- _Excerpt to read_:
━━━━━━━━━━━━━━━━━━━━━━━━━━━━━━

Our bodies speak loud and clear, we should listen, but we can also look at these obvious signs that are staring back at us in the mirror. Sheila Long is a nurse. She feels bad she did not do more to help prevent her husband’s fatal heart attack. I asked her why she thought she could have done more. “His earlobes had such distinct creases.” Sheila wrote.
Yes there are the obvious signs. We cannot button our pants, and we know we’re already gone up a size once or two in the past few years.
However, did you know a crease in your earlobe could mean a future heart attack? Or your ring finger being longer than your index finger can indicate you’re prone to osteoarthritis? (Caught you looking) And losing your sense of smell is not a sign of aging, but possibly Parkinson’s disease. Are you well endowed? A D cup may also spell diabetes. Interested? Read on.
Earlobe crease: Linear wrinkles in one or both lobes may predict future cardiovascular events (heart attack, bypass surgery, or cardiac death.) A crease on one lobe raises the risk by 33%; a crease on both lobes increases it by 77%, even after adjusting for other known risk factors. Though experts aren’t exactly sure, they suspect a loss of elastic fibers may cause both the crease and the hardening of arteries.
Prevent it: Keep your heart healthy in other ways: Slim down, and lower your cholesterol and blood pressure (Your crease might be here to stay, but controlling or preventing heart disease is up to you)

━━━━━━━━━━━━━━━━━━━━━━━━━━━━━━

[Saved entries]
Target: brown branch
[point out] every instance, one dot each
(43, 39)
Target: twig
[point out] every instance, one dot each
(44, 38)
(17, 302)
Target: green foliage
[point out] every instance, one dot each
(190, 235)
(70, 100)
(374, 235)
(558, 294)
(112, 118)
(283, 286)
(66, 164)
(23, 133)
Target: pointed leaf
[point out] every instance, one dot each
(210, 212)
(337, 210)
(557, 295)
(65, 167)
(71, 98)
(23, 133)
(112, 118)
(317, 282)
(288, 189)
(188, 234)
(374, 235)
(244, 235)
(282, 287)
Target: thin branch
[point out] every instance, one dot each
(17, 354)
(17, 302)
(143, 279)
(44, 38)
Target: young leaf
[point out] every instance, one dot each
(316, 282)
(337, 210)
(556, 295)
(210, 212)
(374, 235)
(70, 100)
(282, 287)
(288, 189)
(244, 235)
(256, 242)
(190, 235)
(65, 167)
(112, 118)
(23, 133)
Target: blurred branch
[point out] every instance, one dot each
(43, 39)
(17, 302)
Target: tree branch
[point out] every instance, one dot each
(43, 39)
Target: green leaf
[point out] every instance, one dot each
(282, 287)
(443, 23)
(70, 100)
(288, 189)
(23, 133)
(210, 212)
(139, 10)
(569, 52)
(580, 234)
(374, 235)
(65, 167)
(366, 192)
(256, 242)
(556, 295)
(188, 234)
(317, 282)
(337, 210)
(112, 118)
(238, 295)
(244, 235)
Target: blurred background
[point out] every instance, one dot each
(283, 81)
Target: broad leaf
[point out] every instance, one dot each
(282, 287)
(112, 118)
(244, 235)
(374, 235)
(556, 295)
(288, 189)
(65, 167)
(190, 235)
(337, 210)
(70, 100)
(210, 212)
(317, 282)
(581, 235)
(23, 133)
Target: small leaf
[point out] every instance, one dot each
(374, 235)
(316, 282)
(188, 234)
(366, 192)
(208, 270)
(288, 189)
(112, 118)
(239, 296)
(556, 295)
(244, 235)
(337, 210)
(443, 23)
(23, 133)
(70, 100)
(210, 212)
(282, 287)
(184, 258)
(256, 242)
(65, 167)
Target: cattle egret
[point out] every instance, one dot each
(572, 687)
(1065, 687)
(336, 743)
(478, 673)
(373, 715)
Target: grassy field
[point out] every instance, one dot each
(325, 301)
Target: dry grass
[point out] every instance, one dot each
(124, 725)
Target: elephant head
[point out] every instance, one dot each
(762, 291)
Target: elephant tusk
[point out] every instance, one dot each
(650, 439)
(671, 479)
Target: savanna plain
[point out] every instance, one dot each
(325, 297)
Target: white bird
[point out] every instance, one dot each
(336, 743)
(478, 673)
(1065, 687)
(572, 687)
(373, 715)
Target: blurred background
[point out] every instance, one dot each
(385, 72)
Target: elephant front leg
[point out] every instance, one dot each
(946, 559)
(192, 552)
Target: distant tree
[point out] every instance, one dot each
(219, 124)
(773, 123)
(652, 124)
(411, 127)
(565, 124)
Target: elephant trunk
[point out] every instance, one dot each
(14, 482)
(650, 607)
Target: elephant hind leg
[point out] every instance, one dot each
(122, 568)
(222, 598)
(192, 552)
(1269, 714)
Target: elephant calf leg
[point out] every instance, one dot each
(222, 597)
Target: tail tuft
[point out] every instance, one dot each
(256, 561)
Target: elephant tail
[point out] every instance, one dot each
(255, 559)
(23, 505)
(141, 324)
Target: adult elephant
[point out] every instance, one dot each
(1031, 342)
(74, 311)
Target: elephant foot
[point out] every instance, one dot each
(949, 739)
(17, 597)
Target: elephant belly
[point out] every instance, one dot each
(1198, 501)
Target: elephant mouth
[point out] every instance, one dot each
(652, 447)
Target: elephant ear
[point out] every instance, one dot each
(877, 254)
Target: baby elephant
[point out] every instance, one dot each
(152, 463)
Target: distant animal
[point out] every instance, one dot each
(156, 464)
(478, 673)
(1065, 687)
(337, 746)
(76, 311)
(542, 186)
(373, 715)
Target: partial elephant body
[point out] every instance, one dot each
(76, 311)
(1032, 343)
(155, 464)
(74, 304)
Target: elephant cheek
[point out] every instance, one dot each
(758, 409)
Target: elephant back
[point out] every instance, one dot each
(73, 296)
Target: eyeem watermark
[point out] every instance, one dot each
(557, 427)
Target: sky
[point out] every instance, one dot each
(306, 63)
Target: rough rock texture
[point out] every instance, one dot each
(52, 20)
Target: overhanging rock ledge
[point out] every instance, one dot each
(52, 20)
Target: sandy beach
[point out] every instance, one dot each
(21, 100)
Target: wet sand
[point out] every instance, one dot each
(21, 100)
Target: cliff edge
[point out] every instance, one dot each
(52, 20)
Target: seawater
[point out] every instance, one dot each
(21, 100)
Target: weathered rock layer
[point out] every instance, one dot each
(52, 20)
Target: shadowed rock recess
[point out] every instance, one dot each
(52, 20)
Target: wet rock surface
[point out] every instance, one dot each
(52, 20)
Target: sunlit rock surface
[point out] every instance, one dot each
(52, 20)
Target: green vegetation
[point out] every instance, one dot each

━━━━━━━━━━━━━━━━━━━━━━━━━━━━━━

Reproduce word for word the part of the article on bodily warning signs that begins at the words "Our bodies speak" and stops after "Interested? Read on.". The items above come from a different source than the article on bodily warning signs.

Our bodies speak loud and clear, we should listen, but we can also look at these obvious signs that are staring back at us in the mirror. Sheila Long is a nurse. She feels bad she did not do more to help prevent her husband’s fatal heart attack. I asked her why she thought she could have done more. “His earlobes had such distinct creases.” Sheila wrote.
Yes there are the obvious signs. We cannot button our pants, and we know we’re already gone up a size once or two in the past few years.
However, did you know a crease in your earlobe could mean a future heart attack? Or your ring finger being longer than your index finger can indicate you’re prone to osteoarthritis? (Caught you looking) And losing your sense of smell is not a sign of aging, but possibly Parkinson’s disease. Are you well endowed? A D cup may also spell diabetes. Interested? Read on.